**YOUR OBJECTIVE:**
Identify every line in the entries below that contains the string "wooden" and copy each of those lines. Case matters.

**SOURCE MATERIAL:**

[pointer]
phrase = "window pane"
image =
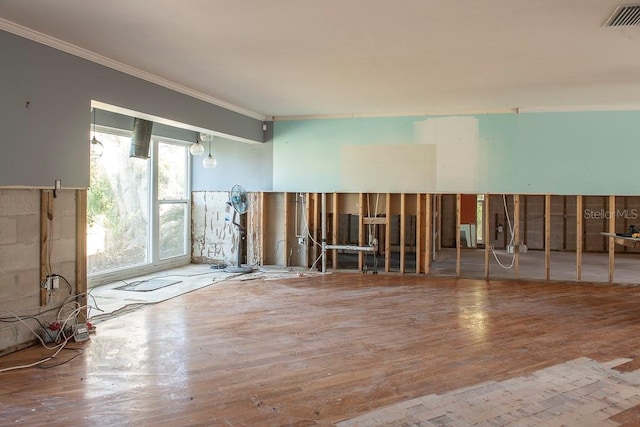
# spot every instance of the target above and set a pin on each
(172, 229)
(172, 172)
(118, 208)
...
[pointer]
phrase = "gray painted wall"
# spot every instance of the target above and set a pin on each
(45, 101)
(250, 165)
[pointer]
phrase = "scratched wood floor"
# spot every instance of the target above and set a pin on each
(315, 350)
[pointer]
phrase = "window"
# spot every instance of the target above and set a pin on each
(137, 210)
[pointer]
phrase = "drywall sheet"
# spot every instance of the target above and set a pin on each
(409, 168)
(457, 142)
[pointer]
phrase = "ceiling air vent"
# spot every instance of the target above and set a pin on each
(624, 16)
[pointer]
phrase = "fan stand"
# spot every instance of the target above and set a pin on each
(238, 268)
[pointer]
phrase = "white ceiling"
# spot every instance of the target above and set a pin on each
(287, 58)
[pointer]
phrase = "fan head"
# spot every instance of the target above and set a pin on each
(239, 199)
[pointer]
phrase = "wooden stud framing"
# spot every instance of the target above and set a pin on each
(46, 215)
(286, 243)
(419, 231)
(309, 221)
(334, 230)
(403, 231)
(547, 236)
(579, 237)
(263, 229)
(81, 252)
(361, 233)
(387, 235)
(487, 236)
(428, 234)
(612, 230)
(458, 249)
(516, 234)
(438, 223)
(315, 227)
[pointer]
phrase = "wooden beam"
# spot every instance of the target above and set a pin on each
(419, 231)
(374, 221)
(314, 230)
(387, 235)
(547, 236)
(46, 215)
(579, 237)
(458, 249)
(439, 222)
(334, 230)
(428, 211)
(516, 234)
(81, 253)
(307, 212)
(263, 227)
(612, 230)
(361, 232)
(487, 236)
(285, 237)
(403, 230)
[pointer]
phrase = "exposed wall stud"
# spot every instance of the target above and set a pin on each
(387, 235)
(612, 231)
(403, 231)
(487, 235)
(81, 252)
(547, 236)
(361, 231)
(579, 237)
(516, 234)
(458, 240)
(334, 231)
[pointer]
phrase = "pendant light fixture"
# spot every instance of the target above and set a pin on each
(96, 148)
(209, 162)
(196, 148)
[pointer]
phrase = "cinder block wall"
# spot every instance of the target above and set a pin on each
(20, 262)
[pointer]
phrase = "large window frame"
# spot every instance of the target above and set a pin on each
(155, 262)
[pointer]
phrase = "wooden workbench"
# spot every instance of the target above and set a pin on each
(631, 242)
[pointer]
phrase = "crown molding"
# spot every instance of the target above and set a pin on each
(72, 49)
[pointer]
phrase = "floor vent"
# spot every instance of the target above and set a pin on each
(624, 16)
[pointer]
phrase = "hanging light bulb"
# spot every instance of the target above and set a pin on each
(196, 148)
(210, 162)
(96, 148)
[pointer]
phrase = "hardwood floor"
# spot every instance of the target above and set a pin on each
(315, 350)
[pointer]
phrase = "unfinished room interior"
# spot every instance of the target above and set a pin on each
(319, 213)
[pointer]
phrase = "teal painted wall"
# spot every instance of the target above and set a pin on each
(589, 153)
...
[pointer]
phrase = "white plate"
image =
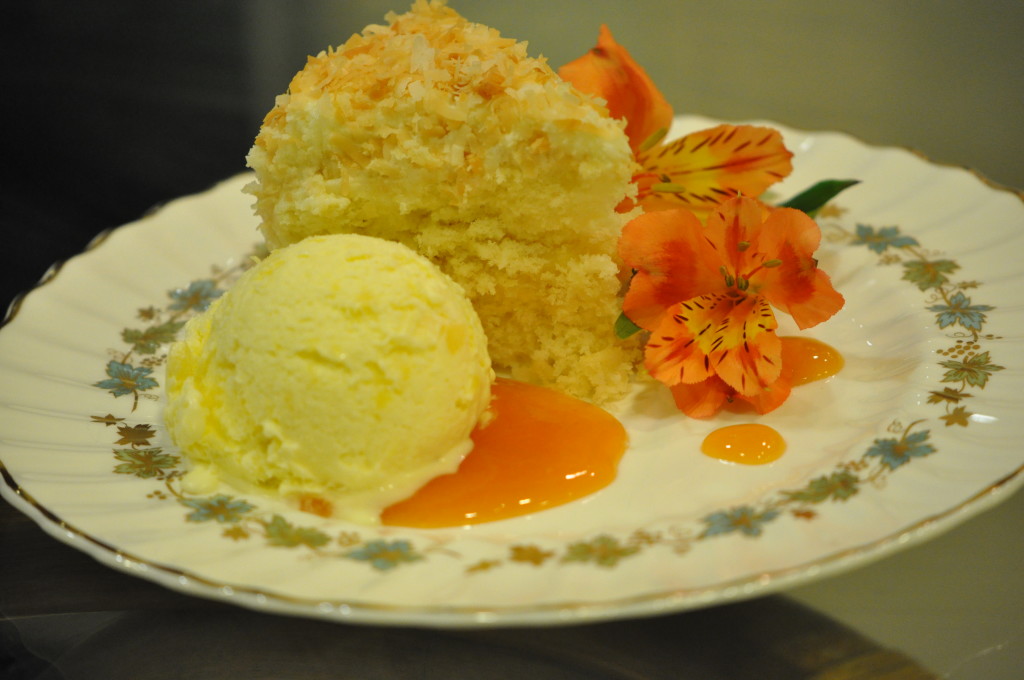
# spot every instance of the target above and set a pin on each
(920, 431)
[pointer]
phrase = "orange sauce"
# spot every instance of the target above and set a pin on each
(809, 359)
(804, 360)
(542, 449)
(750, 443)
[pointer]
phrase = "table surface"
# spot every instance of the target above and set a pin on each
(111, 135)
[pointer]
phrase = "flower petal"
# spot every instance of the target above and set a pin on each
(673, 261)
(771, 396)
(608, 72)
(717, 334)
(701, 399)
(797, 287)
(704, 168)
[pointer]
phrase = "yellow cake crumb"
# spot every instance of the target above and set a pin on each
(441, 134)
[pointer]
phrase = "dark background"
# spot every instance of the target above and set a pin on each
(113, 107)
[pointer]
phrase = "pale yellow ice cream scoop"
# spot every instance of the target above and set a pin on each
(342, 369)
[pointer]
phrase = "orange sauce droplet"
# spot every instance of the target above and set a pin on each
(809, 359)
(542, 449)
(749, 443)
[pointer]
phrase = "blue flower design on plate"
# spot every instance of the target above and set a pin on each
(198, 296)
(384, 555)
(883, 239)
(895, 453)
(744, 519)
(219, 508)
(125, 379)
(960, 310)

**IN RESPONSE:**
phrase = "wooden stud framing"
phrase = "wooden beam"
phrase = "wooden workbench"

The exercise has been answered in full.